YOUR GOAL →
Filter the entries below down to each line that contains the string "hillside", and copy those lines.

SUPPLIED RECORDS →
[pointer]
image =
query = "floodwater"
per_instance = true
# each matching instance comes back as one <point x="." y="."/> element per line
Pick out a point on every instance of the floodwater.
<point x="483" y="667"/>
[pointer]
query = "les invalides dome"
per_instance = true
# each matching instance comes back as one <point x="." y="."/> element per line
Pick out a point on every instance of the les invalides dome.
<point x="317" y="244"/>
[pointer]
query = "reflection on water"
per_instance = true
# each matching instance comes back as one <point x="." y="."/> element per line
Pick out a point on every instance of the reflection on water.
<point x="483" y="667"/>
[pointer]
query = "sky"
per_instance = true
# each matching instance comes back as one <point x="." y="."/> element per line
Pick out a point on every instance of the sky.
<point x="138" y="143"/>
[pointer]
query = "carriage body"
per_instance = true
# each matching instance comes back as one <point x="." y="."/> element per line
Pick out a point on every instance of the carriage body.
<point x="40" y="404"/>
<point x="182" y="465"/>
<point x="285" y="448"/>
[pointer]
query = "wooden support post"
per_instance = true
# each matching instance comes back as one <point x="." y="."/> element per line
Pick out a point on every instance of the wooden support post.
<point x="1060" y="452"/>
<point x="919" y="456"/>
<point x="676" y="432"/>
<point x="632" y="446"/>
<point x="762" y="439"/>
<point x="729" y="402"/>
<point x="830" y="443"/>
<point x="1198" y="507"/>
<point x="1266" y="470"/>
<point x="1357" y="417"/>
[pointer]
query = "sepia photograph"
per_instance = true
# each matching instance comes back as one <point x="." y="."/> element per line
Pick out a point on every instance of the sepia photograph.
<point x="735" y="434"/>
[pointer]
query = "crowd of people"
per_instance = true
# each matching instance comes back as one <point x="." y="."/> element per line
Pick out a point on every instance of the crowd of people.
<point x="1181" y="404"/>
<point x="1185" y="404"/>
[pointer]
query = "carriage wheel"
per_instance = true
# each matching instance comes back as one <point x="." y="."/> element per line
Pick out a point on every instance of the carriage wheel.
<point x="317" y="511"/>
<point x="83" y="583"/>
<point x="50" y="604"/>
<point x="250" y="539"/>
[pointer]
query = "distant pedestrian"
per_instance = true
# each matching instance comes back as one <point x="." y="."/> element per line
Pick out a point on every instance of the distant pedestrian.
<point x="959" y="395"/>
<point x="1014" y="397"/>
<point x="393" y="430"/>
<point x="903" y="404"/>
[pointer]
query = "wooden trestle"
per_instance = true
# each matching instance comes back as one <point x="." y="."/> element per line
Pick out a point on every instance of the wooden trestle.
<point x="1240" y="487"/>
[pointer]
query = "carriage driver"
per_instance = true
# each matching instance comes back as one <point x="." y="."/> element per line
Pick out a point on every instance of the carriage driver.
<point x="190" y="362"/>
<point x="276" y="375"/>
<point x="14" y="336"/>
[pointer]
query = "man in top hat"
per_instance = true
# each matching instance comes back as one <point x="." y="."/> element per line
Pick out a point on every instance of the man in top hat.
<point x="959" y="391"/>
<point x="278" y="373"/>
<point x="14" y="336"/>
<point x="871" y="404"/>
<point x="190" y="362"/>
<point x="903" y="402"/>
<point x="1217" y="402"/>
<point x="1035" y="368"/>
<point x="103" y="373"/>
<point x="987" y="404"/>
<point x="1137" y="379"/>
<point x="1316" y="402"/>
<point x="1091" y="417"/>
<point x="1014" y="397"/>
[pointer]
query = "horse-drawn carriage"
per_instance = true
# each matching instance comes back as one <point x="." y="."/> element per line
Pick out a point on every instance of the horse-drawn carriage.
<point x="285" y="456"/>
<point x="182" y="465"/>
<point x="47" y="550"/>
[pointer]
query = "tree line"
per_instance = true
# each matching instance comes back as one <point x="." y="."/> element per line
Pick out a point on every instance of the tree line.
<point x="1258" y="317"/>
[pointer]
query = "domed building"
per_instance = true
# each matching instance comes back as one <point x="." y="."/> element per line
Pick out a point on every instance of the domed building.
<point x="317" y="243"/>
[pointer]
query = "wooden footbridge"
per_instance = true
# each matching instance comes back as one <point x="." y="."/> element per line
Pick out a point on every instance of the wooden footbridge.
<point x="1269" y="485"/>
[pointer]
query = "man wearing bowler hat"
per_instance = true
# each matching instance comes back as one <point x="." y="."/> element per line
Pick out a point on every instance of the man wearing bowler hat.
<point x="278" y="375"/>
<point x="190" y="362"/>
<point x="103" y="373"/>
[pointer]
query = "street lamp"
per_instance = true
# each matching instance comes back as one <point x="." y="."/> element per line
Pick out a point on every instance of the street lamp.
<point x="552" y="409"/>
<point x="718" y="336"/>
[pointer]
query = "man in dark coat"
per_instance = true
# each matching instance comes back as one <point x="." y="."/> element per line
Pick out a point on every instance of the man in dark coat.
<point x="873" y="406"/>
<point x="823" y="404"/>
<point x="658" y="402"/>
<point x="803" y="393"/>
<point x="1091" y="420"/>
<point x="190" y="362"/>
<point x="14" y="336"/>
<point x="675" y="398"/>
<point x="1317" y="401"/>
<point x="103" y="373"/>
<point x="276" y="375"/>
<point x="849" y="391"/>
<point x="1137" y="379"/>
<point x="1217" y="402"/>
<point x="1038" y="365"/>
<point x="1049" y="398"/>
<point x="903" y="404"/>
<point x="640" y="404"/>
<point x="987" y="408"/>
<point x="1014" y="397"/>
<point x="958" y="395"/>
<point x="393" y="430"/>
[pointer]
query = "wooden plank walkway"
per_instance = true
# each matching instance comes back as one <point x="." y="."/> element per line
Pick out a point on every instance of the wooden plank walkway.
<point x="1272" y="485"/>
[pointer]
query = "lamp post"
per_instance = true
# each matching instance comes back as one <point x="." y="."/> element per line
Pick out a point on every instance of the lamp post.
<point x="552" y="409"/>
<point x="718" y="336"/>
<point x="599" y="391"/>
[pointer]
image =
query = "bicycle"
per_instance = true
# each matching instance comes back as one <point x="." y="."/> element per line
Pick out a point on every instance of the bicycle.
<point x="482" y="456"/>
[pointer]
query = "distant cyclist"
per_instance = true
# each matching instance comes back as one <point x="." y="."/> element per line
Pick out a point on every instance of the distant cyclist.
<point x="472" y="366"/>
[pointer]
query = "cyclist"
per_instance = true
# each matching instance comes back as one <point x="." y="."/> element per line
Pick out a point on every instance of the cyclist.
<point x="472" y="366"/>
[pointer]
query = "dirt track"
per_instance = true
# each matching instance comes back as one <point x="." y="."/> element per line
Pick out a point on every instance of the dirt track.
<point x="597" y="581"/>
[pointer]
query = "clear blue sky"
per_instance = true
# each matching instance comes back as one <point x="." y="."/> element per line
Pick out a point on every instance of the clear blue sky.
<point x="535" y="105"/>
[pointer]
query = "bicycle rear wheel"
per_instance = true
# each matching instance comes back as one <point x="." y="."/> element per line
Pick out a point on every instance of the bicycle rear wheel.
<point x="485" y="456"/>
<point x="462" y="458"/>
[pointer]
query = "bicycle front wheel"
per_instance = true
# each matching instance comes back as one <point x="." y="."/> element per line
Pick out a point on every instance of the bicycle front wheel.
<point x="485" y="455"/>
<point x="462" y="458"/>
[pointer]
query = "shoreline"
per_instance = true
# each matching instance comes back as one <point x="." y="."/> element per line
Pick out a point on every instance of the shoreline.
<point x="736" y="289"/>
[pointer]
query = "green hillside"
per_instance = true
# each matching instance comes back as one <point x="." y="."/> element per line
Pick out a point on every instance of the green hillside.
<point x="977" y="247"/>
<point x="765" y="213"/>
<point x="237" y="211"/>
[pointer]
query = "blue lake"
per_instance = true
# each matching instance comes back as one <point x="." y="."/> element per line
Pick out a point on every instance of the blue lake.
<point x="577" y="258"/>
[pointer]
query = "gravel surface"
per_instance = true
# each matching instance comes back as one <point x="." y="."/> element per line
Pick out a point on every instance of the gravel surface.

RESULT →
query = "green hillside"
Pick out a point on every instance of the green hillside.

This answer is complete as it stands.